◆ ACTIVITY: The data below needs to be returned exactly, line for line.

Data entries
■ ■ ■ ■ ■ ■ ■

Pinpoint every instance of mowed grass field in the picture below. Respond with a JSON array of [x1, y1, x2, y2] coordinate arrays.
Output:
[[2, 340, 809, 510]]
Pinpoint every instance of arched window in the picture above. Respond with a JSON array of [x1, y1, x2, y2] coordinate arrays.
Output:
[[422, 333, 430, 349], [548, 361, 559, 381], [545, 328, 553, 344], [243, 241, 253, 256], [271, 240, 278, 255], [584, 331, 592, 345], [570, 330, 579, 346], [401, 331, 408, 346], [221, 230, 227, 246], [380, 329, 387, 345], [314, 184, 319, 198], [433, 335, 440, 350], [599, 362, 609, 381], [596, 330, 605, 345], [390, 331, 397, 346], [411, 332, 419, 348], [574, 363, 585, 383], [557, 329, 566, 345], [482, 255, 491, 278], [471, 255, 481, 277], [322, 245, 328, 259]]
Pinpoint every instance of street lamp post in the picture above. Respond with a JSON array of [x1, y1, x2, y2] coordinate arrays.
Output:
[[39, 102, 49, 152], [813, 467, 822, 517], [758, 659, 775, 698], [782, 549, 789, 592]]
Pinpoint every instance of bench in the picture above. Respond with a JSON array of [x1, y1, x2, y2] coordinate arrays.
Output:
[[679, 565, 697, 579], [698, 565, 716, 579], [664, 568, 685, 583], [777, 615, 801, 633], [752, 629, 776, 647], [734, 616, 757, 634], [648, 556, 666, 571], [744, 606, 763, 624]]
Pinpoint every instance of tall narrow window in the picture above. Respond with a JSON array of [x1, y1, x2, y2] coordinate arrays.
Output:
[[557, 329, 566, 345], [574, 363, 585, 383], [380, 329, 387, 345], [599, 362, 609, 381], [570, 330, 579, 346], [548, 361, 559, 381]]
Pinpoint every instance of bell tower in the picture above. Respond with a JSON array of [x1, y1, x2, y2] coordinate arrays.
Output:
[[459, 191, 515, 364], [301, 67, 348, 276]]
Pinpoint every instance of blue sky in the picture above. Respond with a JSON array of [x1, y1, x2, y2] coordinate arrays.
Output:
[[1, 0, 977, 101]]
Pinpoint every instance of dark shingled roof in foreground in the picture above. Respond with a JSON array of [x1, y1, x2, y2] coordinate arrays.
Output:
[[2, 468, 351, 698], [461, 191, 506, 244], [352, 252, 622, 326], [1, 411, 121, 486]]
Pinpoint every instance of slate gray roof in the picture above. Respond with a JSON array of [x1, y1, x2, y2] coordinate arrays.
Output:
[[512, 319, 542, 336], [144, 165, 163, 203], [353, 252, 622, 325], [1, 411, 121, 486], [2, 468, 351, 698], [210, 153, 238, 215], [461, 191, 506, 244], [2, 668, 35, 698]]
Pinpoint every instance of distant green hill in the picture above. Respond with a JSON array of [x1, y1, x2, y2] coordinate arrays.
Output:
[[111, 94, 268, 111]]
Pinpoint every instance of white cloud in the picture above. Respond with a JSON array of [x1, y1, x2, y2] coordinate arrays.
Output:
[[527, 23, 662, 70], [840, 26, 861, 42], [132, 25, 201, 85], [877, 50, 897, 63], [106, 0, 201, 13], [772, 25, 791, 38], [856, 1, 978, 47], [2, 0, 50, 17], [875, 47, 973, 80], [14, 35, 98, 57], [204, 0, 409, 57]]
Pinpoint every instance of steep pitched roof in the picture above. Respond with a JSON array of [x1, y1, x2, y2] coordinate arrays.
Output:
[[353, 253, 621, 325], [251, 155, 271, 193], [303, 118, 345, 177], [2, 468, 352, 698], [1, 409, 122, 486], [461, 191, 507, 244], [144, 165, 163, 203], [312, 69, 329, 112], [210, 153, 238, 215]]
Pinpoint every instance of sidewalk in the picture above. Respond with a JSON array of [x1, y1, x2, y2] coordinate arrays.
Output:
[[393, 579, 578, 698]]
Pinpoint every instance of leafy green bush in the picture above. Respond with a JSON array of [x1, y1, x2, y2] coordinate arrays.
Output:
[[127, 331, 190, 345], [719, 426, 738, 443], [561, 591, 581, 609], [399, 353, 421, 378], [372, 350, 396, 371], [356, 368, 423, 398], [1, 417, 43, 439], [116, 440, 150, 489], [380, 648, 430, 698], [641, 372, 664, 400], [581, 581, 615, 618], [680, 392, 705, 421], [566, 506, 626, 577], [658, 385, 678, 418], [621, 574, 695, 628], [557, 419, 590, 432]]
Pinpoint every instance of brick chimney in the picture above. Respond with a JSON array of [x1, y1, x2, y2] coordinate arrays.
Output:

■ ■ ■ ■ ■ ■ ■

◆ ANSWER BOX:
Pinpoint every instance of mowed grass field in the picture below. Respond with a JSON array of [x1, y1, x2, y2] coordinate arrays.
Output:
[[2, 340, 809, 510]]
Pinpoint every instance of arched window in the picture above. Respond with a JSON array of [x1, y1, x2, y2] coordinate arrays.
Output:
[[422, 333, 430, 349], [548, 361, 559, 381], [545, 328, 553, 344], [243, 241, 253, 256], [271, 240, 278, 255], [584, 331, 592, 345], [570, 330, 579, 346], [401, 331, 408, 346], [221, 230, 227, 246], [380, 329, 387, 345], [314, 184, 319, 198], [433, 335, 440, 350], [599, 362, 609, 381], [596, 330, 605, 345], [390, 331, 397, 346], [411, 332, 419, 348], [574, 363, 585, 383], [557, 329, 566, 345], [482, 255, 491, 278], [471, 255, 481, 277], [322, 245, 328, 259]]
Pinpoint every instance of street lamp post in the picture above. Respond with a JSON array of [x1, y1, x2, y2] coordinate arrays.
Output:
[[39, 102, 49, 152], [813, 467, 822, 517], [758, 659, 775, 698], [782, 549, 789, 592]]
Pinpoint every instance of bench in the picture above. Respond with a JSON array of [x1, y1, x2, y2] coordinate arrays.
Output:
[[679, 565, 697, 579], [698, 565, 716, 579], [664, 568, 685, 583], [777, 615, 801, 633], [752, 629, 776, 647], [734, 616, 757, 634], [648, 556, 666, 571], [744, 606, 763, 624]]
Pinpoint every instance of tall narrow window in the picture above. Respond with a JSON array of [x1, y1, x2, y2] coordinate arrays.
Output:
[[557, 329, 566, 345], [574, 363, 585, 383], [380, 329, 387, 345], [599, 362, 609, 381], [570, 330, 579, 346], [548, 361, 559, 381]]
Pinpoint every instance of bell tower in the picture above. Respond with a JSON array of [x1, y1, x2, y2] coordinate arrays.
Output:
[[459, 191, 515, 364], [301, 67, 348, 276]]
Pinpoint every instance of blue sky in the picture above. Respond with a JSON array of [x1, y1, x2, y2] coordinate arrays.
Output:
[[1, 0, 977, 101]]
Pinpoint every instance of dark shingled roof in foreground in the picture above. Respond with a JSON array of [x1, y1, x2, y2] coordinate arrays.
Output:
[[2, 468, 351, 698], [461, 191, 506, 244], [352, 252, 622, 326], [1, 411, 121, 486]]
Pinpoint every instance of slate gray roof in the picture above. Respond with a JSON array of [x1, y1, x2, y2] coordinate arrays.
Output:
[[512, 319, 542, 336], [144, 165, 163, 203], [353, 252, 622, 325], [1, 411, 121, 486], [2, 468, 351, 698], [210, 153, 238, 215], [461, 191, 506, 244], [2, 668, 35, 698]]
Pinpoint every instance of distant green hill in the picture above. Respond with a JSON array of [x1, y1, x2, y2] coordinate arrays.
Output:
[[111, 94, 268, 111]]
Pinpoint every instance of white cloud in the picture above. Respond with a JSON array of [x1, y1, x2, y2] coordinate arrays.
Output:
[[527, 23, 662, 70], [840, 26, 861, 42], [132, 25, 201, 85], [877, 50, 897, 63], [106, 0, 201, 13], [772, 25, 791, 38], [856, 1, 978, 47], [2, 0, 50, 17], [875, 47, 973, 80], [14, 35, 98, 57], [204, 0, 409, 57]]
Pinpoint every instance of steep pitched roof in the picture above. Respond with a JSON array of [x1, y1, x2, y2] coordinate arrays.
Output:
[[353, 253, 621, 325], [251, 155, 271, 193], [303, 118, 345, 177], [2, 468, 352, 698], [1, 409, 122, 486], [461, 191, 507, 244], [144, 165, 163, 203], [312, 69, 329, 112], [210, 153, 238, 215]]
Pinpoint every instance of sidewalk in the picture above. Respond with a JSON array of [x1, y1, x2, y2] coordinate arrays.
Output:
[[393, 579, 578, 698]]
Pinpoint every instance of leafy green bush in the picture above. Respond with a JSON array of [x1, y1, x2, y2] coordinate arrays.
Output:
[[127, 331, 190, 345], [719, 426, 738, 443], [561, 591, 581, 609], [399, 353, 421, 378], [372, 350, 396, 371], [356, 368, 423, 398], [1, 417, 43, 439], [116, 440, 150, 489], [380, 648, 430, 698], [641, 372, 664, 400], [581, 581, 615, 618], [680, 392, 705, 421], [566, 506, 626, 577], [658, 385, 678, 418], [621, 574, 695, 628], [557, 419, 590, 432]]
Pinpoint every instance of brick chimney in the picture above. Respond with a JSON array of [x1, y1, x2, y2] coordinate arrays.
Output:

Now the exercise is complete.